■ **Short problem**
Tally the lines in the entries below that contain the string "thin", counting only matches in the same letter case, and reply with the number alone.

>> begin Entries shown

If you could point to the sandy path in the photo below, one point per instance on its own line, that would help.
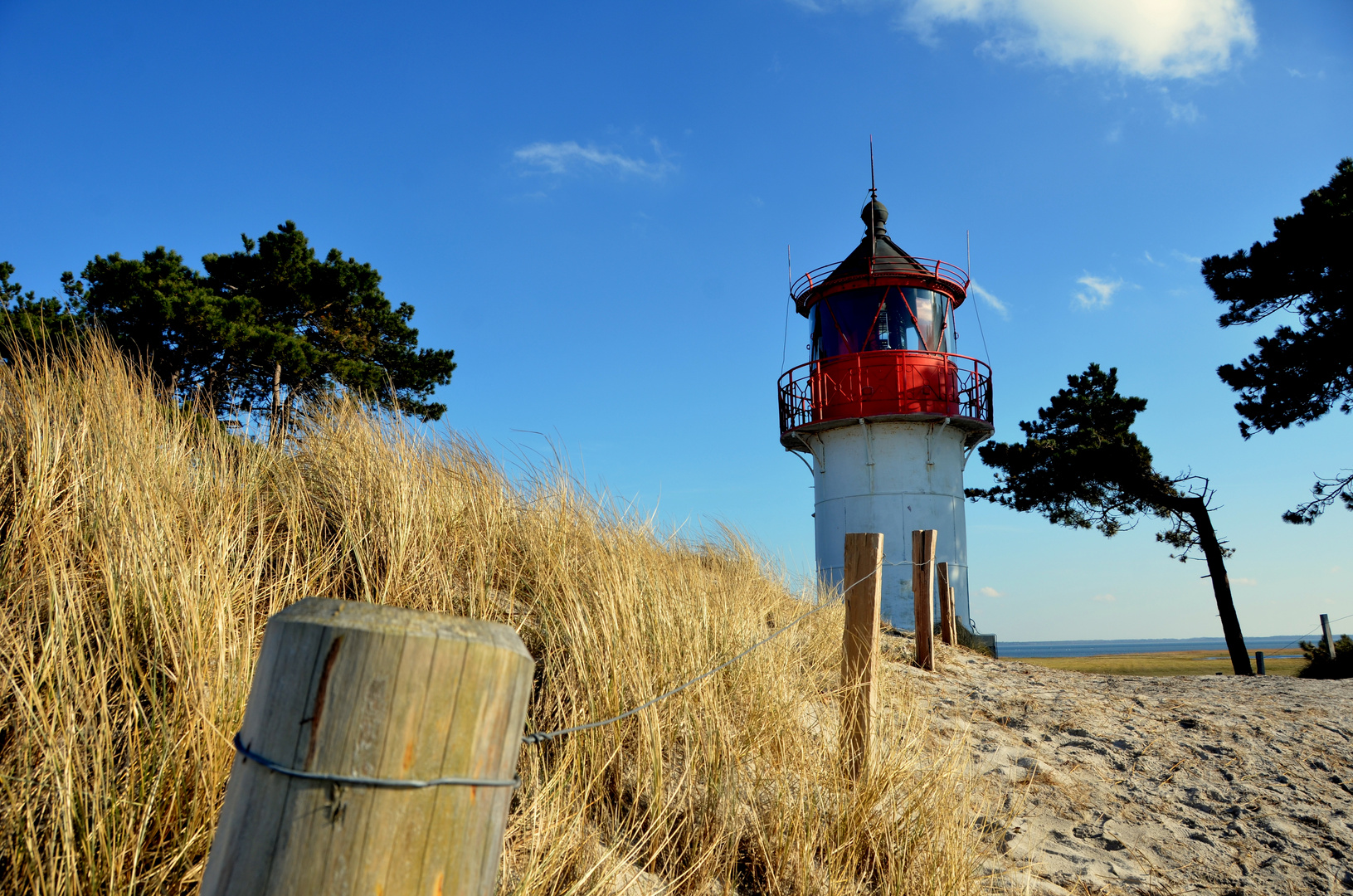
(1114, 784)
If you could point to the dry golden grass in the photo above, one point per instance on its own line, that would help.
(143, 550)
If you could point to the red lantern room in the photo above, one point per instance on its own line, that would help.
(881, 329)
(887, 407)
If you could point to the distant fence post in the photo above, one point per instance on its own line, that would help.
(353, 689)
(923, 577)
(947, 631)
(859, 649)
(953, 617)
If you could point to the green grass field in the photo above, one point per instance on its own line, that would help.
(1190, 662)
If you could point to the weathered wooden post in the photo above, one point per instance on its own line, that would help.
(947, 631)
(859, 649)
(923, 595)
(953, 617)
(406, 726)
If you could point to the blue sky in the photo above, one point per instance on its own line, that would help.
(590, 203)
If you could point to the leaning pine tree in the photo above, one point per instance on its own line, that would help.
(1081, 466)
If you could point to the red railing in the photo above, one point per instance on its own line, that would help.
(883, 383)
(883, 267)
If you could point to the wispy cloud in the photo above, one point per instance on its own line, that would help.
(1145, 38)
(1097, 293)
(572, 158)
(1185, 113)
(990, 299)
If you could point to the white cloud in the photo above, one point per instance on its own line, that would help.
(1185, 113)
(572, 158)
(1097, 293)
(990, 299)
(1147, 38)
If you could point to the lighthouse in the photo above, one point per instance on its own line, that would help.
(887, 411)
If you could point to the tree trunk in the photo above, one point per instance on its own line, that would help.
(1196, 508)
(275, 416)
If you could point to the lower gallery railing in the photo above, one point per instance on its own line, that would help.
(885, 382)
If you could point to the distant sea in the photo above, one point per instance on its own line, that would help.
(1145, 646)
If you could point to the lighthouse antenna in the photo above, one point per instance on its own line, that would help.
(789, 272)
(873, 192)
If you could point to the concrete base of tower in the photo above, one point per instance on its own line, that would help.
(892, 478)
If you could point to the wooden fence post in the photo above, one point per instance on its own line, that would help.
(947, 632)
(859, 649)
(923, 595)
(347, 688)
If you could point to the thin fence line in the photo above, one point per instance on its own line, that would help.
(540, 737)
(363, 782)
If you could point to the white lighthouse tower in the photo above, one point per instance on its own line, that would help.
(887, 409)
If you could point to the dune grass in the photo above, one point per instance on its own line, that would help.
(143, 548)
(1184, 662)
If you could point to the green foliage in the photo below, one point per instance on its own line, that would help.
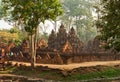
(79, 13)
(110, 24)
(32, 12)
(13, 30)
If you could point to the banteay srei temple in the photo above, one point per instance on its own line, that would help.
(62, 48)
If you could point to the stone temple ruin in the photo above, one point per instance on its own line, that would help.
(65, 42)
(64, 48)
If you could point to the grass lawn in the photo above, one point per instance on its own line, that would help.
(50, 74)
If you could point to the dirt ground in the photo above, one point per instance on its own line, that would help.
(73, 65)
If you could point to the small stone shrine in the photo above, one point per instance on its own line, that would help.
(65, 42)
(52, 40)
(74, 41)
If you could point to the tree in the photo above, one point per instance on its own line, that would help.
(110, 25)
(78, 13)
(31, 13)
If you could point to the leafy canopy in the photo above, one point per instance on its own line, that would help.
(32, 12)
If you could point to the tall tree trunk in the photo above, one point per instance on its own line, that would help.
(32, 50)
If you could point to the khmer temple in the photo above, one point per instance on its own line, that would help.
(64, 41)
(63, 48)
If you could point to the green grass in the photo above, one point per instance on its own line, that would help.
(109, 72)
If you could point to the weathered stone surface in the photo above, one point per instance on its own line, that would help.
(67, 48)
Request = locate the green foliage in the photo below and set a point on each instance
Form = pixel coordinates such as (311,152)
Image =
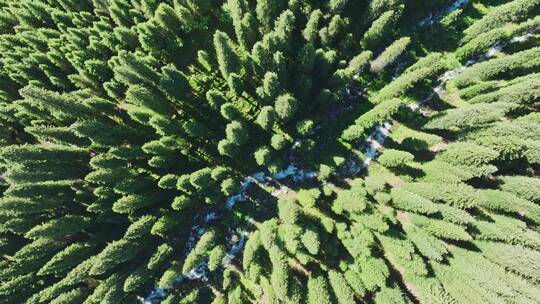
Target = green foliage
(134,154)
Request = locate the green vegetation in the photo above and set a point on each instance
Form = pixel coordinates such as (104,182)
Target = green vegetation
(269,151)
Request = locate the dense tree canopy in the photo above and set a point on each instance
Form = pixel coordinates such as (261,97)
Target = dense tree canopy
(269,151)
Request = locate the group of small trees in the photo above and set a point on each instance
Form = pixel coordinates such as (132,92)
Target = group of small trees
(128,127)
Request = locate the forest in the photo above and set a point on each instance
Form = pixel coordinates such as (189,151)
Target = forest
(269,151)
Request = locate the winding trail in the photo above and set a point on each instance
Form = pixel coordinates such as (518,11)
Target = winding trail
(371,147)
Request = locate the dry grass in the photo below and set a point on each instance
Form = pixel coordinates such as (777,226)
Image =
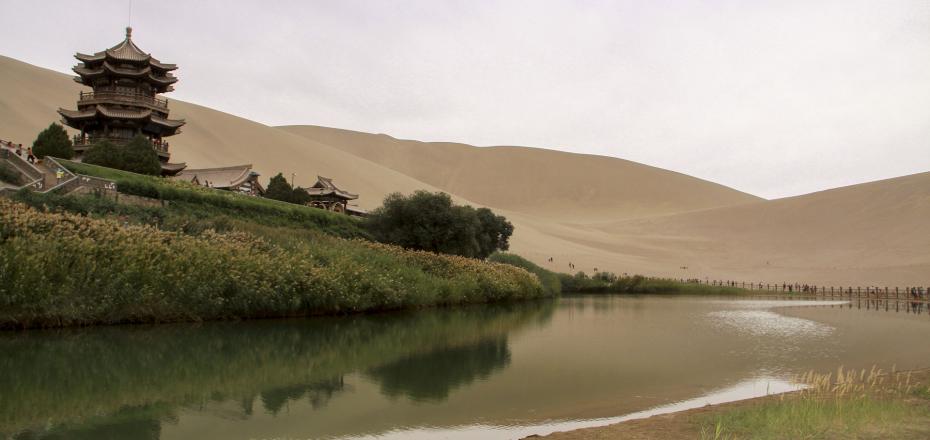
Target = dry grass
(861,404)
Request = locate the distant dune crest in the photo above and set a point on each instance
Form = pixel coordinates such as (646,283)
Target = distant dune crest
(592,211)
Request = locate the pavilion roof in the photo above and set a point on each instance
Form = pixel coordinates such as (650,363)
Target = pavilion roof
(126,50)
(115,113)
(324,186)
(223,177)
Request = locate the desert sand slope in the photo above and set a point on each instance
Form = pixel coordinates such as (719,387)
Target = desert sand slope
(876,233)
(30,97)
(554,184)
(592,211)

>> end Entries shown
>> begin Entries shown

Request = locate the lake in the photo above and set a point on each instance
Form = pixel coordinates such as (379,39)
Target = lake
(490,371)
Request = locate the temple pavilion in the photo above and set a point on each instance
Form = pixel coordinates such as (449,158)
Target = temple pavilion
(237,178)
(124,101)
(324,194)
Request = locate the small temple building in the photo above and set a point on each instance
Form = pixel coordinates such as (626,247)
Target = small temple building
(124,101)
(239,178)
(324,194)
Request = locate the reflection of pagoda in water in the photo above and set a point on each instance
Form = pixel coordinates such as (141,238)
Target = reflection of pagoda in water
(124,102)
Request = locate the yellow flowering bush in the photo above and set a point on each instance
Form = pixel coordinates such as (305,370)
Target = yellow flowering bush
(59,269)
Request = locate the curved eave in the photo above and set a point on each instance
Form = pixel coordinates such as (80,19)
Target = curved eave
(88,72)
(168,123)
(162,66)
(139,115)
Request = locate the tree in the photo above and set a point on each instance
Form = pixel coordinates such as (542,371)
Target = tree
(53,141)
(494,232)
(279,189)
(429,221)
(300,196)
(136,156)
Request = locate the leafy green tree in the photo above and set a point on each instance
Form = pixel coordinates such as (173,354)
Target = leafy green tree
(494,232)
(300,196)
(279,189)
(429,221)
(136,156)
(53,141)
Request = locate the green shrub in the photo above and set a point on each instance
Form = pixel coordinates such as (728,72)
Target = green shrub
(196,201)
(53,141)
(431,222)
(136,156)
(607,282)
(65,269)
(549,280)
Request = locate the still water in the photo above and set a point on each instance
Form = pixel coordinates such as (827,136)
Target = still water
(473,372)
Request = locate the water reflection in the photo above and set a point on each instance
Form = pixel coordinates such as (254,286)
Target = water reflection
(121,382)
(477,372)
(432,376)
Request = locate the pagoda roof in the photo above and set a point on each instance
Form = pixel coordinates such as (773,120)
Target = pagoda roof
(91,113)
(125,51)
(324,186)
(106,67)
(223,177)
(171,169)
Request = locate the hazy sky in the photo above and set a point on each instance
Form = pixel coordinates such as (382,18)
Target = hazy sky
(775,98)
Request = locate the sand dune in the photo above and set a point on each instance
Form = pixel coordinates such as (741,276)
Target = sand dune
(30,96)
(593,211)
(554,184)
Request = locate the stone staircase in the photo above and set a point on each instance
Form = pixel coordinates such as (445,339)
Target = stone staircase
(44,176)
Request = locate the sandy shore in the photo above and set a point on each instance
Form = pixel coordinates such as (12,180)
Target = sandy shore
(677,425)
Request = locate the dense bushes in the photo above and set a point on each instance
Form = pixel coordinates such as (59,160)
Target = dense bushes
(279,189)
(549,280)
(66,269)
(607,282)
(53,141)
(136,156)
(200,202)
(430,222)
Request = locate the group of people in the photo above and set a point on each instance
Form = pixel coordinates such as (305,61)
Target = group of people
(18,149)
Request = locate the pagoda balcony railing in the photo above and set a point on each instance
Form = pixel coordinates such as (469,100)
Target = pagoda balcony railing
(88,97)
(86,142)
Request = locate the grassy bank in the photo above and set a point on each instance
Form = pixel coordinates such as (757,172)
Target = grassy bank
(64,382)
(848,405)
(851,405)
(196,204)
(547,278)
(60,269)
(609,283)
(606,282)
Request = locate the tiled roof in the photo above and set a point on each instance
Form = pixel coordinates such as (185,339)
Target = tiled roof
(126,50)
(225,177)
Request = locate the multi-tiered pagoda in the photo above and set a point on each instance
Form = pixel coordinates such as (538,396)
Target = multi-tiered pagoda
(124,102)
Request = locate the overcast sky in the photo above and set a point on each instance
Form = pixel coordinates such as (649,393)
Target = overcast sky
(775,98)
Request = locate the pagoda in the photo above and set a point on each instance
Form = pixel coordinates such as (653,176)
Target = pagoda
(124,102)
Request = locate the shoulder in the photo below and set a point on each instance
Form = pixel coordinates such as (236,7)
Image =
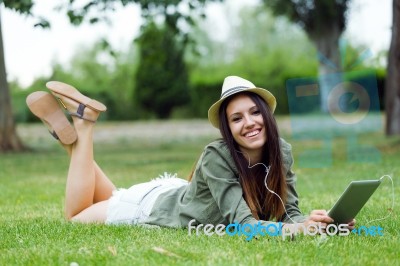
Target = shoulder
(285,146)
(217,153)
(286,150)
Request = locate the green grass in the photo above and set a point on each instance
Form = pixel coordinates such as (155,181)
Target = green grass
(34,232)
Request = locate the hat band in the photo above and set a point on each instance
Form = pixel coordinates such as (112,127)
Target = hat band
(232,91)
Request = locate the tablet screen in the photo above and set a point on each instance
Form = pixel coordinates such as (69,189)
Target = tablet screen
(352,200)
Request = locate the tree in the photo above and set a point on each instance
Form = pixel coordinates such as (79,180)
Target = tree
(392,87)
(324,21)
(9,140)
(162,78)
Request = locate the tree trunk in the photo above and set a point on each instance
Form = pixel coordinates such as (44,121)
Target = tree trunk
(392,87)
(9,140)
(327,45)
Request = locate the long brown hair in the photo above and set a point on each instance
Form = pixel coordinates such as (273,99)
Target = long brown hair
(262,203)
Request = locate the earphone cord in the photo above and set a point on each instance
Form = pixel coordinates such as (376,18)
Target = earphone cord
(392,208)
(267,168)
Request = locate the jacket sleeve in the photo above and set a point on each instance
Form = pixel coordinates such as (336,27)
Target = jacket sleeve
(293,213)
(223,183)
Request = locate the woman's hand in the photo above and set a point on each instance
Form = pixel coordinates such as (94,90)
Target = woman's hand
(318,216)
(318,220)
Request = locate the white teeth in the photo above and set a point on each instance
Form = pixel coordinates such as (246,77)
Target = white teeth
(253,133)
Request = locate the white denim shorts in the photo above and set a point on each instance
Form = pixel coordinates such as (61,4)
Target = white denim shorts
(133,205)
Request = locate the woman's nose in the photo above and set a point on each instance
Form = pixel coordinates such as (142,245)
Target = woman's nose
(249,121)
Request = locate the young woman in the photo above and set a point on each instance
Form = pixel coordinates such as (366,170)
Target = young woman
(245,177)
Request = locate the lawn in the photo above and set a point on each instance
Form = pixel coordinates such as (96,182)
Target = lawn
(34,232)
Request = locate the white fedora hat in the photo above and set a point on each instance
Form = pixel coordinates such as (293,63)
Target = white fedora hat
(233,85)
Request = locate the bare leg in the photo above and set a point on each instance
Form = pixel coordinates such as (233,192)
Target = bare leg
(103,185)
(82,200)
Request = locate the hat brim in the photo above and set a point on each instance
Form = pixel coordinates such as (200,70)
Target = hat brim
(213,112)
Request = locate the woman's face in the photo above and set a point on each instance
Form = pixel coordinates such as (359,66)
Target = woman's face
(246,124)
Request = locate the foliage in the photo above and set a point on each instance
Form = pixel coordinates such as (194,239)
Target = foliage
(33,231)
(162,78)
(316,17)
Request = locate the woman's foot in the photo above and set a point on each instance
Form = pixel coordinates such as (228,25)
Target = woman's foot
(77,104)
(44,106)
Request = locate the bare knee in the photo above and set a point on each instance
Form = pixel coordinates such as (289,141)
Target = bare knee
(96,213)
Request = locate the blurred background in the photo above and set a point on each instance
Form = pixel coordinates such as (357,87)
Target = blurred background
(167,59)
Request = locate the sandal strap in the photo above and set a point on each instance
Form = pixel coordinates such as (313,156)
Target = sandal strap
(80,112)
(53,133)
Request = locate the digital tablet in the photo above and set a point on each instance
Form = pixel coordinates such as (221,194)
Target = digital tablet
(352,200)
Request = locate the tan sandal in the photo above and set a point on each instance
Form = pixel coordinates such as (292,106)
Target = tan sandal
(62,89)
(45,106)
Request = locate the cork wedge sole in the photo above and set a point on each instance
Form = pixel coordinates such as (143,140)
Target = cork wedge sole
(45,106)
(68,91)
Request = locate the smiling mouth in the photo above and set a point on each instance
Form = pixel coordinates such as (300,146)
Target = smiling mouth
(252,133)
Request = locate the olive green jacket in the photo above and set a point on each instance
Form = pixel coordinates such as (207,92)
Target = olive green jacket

>> end Entries shown
>> begin Entries shown

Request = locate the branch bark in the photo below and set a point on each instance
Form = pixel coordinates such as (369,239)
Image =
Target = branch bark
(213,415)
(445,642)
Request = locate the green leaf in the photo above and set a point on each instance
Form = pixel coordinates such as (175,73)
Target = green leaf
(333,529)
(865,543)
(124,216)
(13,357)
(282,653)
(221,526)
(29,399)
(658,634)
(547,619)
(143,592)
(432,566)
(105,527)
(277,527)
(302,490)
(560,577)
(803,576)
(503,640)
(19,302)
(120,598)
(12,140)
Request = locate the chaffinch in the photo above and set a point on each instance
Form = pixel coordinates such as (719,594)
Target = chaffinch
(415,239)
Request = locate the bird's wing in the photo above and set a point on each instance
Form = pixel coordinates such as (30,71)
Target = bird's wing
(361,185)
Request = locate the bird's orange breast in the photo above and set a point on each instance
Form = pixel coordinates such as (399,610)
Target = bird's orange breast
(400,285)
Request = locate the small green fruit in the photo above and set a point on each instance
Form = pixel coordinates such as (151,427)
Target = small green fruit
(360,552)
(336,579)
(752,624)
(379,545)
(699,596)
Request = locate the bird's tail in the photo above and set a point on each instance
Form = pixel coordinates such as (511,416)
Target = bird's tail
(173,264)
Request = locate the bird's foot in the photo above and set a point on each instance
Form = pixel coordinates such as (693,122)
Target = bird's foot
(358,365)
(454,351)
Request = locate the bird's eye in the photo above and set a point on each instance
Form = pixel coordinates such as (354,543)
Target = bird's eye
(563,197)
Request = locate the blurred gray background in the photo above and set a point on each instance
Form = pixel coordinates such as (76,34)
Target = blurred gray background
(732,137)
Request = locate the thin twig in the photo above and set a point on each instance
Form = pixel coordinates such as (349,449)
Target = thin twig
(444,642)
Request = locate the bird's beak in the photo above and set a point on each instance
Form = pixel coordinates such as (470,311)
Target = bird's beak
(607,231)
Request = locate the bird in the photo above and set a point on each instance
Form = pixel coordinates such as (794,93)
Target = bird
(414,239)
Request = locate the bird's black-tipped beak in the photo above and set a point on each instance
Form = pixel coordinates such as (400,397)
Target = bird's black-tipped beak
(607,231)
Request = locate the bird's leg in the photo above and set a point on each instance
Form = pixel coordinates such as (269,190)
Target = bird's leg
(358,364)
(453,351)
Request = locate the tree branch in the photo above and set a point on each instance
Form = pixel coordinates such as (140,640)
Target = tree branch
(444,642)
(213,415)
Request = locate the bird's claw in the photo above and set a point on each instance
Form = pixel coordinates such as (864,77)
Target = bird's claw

>> end Entries shown

■ **Exercise response**
3